| Required work |
Return exactly the lines from the one that contains "of the blurred" up to the last line of the listing, and nothing else.

| Extracted data |
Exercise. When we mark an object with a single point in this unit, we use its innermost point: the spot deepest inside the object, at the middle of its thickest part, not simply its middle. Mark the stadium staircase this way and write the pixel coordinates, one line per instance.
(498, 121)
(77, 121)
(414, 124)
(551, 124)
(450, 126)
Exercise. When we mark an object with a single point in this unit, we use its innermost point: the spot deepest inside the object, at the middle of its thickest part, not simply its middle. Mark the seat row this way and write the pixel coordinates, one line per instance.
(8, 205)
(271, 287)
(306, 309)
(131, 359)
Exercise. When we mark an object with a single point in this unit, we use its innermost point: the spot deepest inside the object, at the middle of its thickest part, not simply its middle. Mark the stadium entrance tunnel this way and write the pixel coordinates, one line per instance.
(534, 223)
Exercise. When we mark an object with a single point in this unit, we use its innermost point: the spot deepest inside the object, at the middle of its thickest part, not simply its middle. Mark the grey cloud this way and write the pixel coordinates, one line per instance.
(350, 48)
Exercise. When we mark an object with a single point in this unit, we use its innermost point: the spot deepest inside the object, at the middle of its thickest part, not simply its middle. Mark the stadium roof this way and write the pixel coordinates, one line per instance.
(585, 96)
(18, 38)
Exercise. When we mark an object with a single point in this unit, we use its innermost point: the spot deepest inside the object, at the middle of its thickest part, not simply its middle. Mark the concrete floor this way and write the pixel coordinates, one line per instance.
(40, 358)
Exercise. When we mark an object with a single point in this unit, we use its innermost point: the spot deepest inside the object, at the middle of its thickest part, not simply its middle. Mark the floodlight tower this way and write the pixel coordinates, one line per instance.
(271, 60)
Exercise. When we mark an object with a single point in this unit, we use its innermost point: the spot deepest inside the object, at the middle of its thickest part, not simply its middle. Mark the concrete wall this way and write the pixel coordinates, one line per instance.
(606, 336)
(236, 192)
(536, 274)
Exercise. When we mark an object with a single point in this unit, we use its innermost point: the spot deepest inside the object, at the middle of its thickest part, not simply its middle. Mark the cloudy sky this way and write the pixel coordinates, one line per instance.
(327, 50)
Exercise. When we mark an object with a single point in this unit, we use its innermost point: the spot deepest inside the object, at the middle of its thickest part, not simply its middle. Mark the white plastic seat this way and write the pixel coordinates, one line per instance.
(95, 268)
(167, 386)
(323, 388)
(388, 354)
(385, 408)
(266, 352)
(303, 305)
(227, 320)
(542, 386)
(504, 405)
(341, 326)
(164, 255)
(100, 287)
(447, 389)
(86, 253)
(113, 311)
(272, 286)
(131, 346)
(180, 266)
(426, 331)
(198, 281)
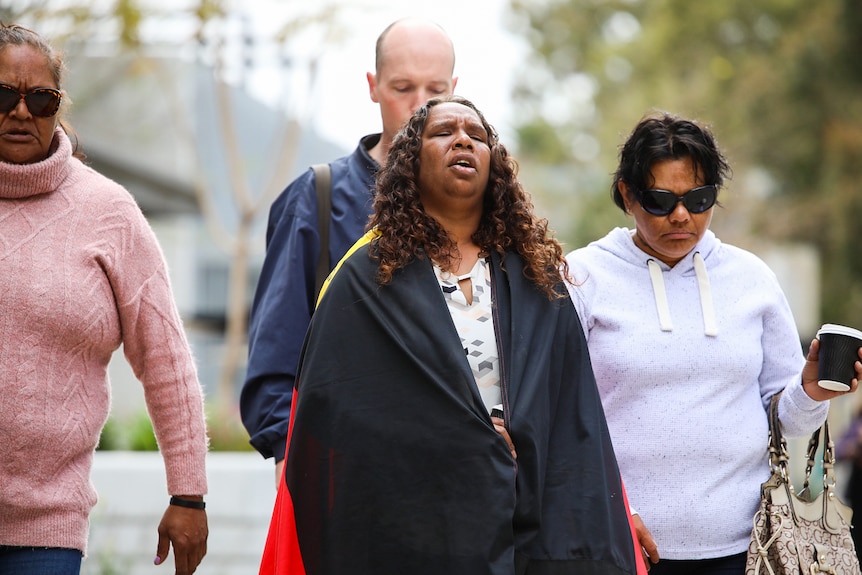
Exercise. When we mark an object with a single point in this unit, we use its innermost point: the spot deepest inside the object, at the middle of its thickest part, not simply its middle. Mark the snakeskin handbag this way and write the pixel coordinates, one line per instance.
(795, 533)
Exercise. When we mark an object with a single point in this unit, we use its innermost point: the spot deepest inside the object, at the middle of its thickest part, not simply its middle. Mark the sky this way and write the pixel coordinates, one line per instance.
(339, 107)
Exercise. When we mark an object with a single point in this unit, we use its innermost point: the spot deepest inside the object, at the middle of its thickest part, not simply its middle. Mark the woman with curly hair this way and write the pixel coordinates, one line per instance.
(446, 417)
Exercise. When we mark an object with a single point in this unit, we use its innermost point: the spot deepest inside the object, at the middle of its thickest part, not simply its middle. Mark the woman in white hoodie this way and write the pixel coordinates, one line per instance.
(689, 339)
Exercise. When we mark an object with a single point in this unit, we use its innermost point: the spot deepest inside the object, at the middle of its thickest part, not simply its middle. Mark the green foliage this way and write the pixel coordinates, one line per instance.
(778, 80)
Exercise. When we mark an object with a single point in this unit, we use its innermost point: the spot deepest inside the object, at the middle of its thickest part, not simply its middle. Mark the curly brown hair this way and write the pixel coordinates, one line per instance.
(508, 223)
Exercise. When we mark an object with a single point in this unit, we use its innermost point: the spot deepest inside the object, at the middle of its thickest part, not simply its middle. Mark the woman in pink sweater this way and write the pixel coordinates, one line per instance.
(80, 273)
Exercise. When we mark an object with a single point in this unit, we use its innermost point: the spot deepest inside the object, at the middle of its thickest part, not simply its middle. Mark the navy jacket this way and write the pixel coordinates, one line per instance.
(285, 296)
(394, 465)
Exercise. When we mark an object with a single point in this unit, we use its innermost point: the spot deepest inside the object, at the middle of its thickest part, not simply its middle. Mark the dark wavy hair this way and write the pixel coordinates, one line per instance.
(662, 137)
(15, 35)
(507, 224)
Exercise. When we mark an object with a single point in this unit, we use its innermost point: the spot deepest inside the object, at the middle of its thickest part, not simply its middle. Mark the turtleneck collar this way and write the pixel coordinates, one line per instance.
(18, 181)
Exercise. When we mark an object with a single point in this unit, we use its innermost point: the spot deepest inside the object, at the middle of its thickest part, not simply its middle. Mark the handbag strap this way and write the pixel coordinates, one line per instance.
(322, 188)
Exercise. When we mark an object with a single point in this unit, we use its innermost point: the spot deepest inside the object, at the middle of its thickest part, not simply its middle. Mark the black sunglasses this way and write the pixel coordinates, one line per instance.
(42, 102)
(662, 202)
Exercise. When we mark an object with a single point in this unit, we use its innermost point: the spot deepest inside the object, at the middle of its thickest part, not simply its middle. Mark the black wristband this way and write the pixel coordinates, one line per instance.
(190, 503)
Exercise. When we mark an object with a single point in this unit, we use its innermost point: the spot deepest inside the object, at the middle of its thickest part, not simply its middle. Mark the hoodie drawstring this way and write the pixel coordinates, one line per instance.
(710, 328)
(660, 296)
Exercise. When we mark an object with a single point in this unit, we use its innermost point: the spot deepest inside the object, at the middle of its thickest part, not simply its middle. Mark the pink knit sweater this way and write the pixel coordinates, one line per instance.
(81, 273)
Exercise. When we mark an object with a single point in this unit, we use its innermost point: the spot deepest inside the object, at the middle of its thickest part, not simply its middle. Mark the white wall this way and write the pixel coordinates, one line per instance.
(133, 497)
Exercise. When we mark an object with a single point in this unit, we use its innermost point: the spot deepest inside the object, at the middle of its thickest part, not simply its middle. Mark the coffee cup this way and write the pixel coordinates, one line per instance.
(839, 347)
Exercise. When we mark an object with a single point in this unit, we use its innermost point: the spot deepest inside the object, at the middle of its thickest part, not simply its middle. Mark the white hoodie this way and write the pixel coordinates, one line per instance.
(686, 359)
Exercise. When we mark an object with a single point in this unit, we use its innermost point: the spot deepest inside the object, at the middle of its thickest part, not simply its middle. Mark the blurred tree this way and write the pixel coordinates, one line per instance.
(780, 81)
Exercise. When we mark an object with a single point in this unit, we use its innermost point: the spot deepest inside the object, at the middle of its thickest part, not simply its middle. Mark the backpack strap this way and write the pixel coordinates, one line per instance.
(322, 185)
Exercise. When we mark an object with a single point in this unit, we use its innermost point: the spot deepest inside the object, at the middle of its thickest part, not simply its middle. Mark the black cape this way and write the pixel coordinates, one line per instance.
(393, 464)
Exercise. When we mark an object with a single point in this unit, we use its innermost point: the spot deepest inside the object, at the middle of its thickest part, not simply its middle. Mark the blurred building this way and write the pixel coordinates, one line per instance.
(155, 126)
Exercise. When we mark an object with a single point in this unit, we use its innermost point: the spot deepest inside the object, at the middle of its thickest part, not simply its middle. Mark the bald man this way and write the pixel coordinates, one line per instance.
(415, 61)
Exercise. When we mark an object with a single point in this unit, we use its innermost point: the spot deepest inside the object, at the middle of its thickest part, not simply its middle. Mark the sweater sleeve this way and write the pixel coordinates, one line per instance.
(782, 370)
(155, 343)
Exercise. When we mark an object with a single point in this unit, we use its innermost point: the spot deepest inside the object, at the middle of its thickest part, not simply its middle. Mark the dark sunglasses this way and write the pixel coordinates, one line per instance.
(662, 202)
(42, 102)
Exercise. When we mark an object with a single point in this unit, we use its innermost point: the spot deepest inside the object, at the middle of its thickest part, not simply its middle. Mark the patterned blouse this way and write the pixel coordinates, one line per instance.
(475, 326)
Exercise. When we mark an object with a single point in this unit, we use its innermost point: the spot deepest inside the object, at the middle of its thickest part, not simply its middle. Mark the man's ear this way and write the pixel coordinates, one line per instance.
(372, 86)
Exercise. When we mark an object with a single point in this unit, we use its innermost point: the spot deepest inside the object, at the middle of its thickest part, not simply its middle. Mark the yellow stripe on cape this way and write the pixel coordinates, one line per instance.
(365, 239)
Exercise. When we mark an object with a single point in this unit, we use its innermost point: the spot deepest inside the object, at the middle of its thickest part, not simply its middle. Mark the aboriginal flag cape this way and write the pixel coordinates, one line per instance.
(393, 465)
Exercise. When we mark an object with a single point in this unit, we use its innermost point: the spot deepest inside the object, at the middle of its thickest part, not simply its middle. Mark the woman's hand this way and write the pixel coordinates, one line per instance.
(809, 375)
(187, 530)
(649, 549)
(500, 426)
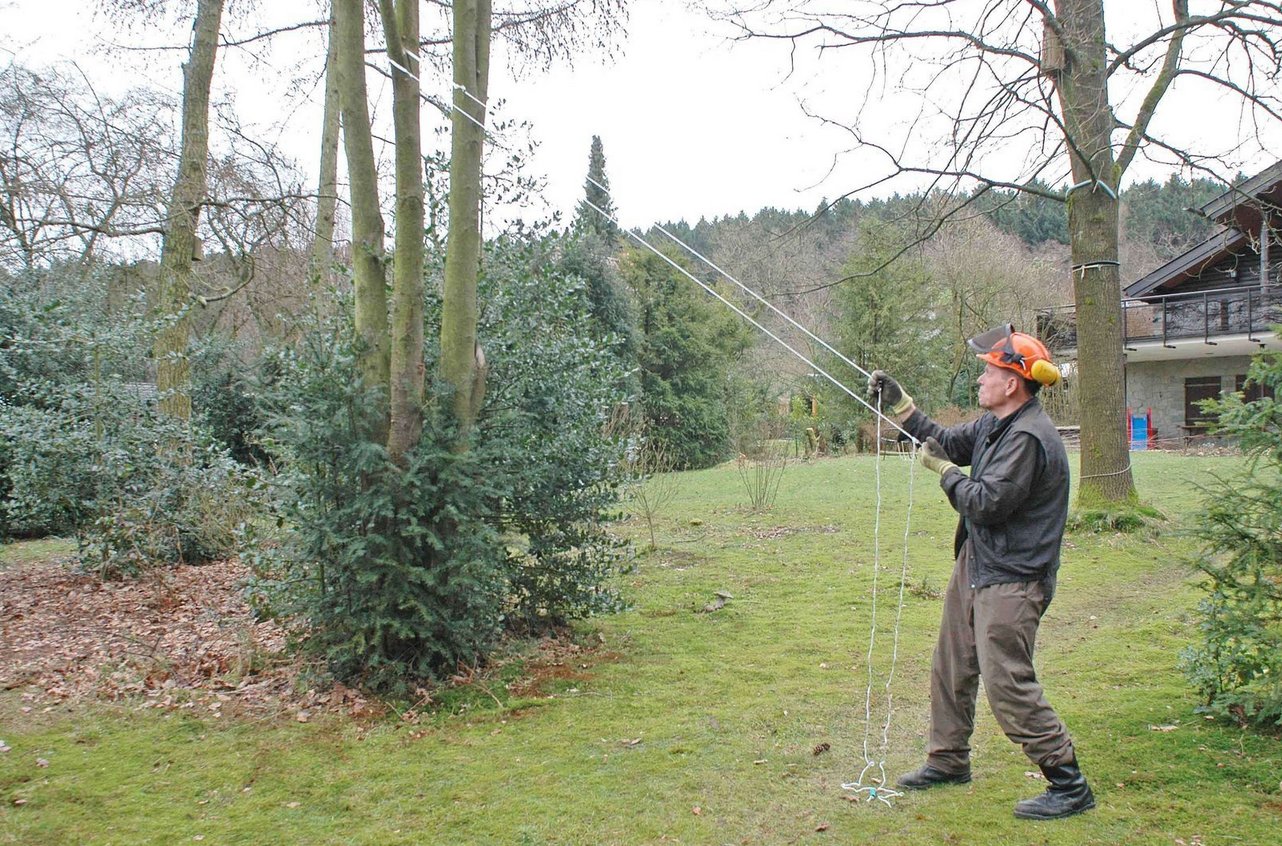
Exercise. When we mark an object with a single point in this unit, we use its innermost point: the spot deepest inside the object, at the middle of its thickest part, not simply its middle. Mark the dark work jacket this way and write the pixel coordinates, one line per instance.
(1014, 503)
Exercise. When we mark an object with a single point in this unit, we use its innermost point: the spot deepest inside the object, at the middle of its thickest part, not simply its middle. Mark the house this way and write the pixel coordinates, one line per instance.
(1192, 324)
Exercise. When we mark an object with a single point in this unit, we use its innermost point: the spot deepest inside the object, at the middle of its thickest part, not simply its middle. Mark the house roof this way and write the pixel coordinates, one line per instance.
(1190, 263)
(1265, 182)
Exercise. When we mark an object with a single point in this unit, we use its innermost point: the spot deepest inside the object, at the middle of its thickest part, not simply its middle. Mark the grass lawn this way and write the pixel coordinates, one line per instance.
(704, 728)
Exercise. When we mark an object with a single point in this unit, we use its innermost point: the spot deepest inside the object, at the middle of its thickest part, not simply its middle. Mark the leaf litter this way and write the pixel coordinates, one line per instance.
(182, 637)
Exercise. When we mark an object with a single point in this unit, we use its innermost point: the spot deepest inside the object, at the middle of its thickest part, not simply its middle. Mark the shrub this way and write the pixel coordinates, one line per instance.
(135, 489)
(1237, 663)
(404, 572)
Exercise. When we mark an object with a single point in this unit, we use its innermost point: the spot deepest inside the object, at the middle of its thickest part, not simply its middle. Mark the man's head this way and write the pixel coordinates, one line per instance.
(1017, 367)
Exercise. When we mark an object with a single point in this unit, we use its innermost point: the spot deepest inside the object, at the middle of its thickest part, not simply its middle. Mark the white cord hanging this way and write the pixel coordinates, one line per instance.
(872, 779)
(874, 768)
(876, 787)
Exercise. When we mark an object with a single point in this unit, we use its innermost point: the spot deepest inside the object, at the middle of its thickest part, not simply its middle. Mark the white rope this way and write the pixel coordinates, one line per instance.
(749, 318)
(876, 786)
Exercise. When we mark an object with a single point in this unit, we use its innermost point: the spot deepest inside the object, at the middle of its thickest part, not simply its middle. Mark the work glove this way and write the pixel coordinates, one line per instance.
(935, 458)
(892, 396)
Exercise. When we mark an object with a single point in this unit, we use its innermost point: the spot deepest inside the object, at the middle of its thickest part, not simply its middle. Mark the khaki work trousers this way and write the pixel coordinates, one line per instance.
(990, 633)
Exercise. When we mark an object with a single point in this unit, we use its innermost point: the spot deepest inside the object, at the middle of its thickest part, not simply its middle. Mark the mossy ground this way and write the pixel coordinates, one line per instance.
(694, 727)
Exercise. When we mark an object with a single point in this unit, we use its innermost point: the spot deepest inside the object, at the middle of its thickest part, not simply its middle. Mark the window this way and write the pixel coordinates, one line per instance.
(1254, 392)
(1198, 389)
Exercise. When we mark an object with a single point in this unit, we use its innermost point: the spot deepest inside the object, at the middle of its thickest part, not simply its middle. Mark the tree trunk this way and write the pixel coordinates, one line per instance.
(327, 189)
(1092, 224)
(400, 24)
(462, 362)
(367, 221)
(180, 245)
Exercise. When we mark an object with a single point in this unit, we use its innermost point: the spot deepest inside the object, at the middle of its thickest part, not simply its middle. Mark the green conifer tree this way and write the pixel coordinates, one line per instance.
(596, 191)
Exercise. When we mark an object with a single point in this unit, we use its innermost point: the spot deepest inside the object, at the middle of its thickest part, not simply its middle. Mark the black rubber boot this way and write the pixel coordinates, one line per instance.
(931, 777)
(1068, 794)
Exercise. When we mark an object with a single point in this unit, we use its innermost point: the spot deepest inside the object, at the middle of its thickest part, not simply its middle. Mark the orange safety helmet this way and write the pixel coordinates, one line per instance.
(1015, 351)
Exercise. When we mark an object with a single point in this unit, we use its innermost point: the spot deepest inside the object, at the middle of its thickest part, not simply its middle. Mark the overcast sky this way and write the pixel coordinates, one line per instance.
(692, 124)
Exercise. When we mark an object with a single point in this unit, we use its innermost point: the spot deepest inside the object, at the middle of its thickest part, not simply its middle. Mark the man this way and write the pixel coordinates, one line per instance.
(1012, 506)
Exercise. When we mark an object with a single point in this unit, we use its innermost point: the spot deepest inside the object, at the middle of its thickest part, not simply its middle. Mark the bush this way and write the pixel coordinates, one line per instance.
(82, 449)
(1237, 664)
(133, 487)
(404, 572)
(395, 568)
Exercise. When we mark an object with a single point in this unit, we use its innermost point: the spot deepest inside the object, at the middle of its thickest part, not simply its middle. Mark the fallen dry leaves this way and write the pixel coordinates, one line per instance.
(181, 637)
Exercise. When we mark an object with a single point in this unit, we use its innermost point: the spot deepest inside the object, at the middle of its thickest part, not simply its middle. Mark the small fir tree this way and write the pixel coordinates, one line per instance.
(596, 192)
(1237, 662)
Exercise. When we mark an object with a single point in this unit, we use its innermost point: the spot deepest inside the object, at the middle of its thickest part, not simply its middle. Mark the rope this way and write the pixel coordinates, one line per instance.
(1100, 476)
(748, 290)
(876, 786)
(750, 319)
(876, 790)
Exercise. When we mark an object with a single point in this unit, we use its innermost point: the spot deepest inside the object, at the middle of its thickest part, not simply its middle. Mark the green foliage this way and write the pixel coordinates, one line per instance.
(136, 489)
(394, 567)
(1237, 663)
(596, 190)
(1133, 518)
(687, 342)
(405, 571)
(589, 257)
(554, 385)
(1163, 214)
(1035, 219)
(85, 453)
(889, 319)
(223, 387)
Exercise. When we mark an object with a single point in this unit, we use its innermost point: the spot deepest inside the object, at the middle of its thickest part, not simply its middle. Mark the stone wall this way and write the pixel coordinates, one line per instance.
(1160, 386)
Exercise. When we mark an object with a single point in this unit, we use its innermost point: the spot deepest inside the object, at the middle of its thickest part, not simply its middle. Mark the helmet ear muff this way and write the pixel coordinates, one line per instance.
(1044, 372)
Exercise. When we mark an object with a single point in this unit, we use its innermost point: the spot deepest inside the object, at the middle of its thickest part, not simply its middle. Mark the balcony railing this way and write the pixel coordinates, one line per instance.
(1178, 317)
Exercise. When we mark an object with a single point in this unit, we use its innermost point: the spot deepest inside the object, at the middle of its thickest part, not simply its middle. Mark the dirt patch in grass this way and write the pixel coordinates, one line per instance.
(777, 532)
(181, 638)
(554, 664)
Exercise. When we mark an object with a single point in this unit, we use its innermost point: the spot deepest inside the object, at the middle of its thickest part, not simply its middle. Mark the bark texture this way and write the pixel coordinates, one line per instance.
(462, 360)
(1092, 223)
(327, 187)
(401, 27)
(180, 246)
(367, 221)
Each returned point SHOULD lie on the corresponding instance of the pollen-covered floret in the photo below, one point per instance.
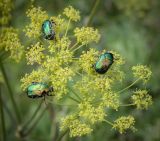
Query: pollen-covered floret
(86, 35)
(142, 72)
(35, 54)
(59, 80)
(34, 76)
(37, 16)
(11, 42)
(142, 99)
(110, 100)
(5, 11)
(124, 123)
(75, 126)
(87, 60)
(90, 113)
(59, 22)
(72, 13)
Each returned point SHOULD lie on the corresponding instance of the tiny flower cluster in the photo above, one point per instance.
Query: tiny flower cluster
(10, 42)
(142, 99)
(70, 74)
(142, 72)
(124, 123)
(5, 11)
(86, 35)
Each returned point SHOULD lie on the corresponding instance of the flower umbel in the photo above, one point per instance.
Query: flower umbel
(72, 13)
(37, 16)
(10, 42)
(124, 123)
(142, 72)
(35, 54)
(73, 75)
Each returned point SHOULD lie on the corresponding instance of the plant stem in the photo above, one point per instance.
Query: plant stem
(10, 93)
(2, 117)
(128, 86)
(93, 11)
(33, 116)
(35, 123)
(62, 135)
(67, 27)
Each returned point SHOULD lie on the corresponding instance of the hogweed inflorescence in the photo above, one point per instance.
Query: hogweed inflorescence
(74, 77)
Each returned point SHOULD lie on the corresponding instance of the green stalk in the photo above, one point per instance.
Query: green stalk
(10, 93)
(62, 135)
(93, 11)
(126, 105)
(67, 27)
(33, 116)
(110, 123)
(128, 86)
(2, 117)
(35, 123)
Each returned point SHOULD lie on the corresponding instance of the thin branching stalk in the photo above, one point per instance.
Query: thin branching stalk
(2, 117)
(77, 48)
(33, 116)
(10, 93)
(126, 105)
(129, 86)
(35, 123)
(110, 123)
(74, 45)
(62, 135)
(93, 11)
(67, 27)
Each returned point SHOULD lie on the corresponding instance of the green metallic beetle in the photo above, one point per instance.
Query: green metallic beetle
(38, 89)
(104, 62)
(47, 29)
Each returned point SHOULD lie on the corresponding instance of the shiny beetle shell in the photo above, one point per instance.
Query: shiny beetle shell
(38, 89)
(104, 62)
(47, 30)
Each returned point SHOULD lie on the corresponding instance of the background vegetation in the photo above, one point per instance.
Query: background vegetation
(130, 27)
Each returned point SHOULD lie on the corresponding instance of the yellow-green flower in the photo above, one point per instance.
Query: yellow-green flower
(35, 54)
(37, 16)
(75, 126)
(90, 113)
(10, 42)
(86, 35)
(110, 100)
(5, 11)
(87, 60)
(34, 76)
(142, 72)
(124, 123)
(142, 99)
(72, 13)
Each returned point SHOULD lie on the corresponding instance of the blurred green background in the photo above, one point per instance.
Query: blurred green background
(132, 28)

| Task output |
Each returned point SHOULD lie on the corresponding instance of the blurred green background in the photo above, one point per instance.
Query: blurred green background
(132, 28)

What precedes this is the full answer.